= EXERCISE AIM =
An exact copy of the records is required, minus the pictures they hold.

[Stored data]
------
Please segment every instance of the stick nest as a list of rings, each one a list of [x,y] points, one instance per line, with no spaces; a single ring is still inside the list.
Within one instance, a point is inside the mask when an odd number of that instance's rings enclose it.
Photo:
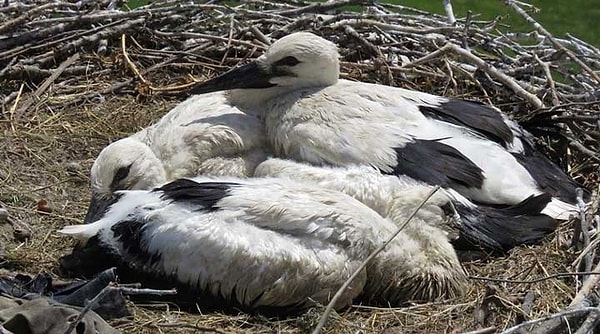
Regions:
[[[533,9],[507,4],[526,19]],[[574,273],[592,269],[599,240],[585,234],[600,220],[600,51],[573,36],[556,38],[534,21],[531,32],[514,32],[501,18],[453,20],[357,0],[169,0],[136,9],[115,1],[4,1],[0,22],[4,269],[60,276],[56,260],[72,244],[55,230],[81,222],[88,171],[106,144],[158,120],[195,81],[308,30],[339,45],[344,78],[499,107],[596,193],[581,217],[543,244],[465,262],[473,276],[465,296],[397,309],[351,307],[332,317],[329,332],[499,331],[564,309],[582,282],[596,277]],[[579,241],[573,226],[582,221],[587,238]],[[170,304],[132,307],[134,319],[114,323],[124,332],[297,333],[313,328],[322,312],[266,319],[191,314]]]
------
= RESPONSE TO THE TASK =
Please segment every instance of the stick nest as a list of rings, each one a list of [x,y] points, one instance per line, with no spaces; a single ring is still inside the list.
Within one instance, a point is inside the mask when an odd number of that instance's rings enclose it.
Photo:
Regions:
[[[533,9],[507,4],[526,19]],[[574,273],[592,269],[599,240],[585,234],[600,220],[600,51],[573,36],[556,38],[534,21],[531,32],[514,32],[501,18],[453,20],[357,0],[169,0],[136,9],[115,1],[4,1],[0,22],[4,269],[60,276],[56,260],[72,244],[55,230],[81,222],[88,171],[106,144],[158,120],[195,81],[308,30],[339,45],[344,78],[499,107],[596,193],[581,217],[543,244],[465,262],[473,276],[465,296],[397,309],[351,307],[332,317],[329,332],[499,331],[564,309],[582,282],[596,277]],[[579,241],[573,226],[582,221],[587,238]],[[170,304],[132,307],[134,319],[114,323],[124,332],[297,333],[313,328],[322,312],[266,319],[191,314]]]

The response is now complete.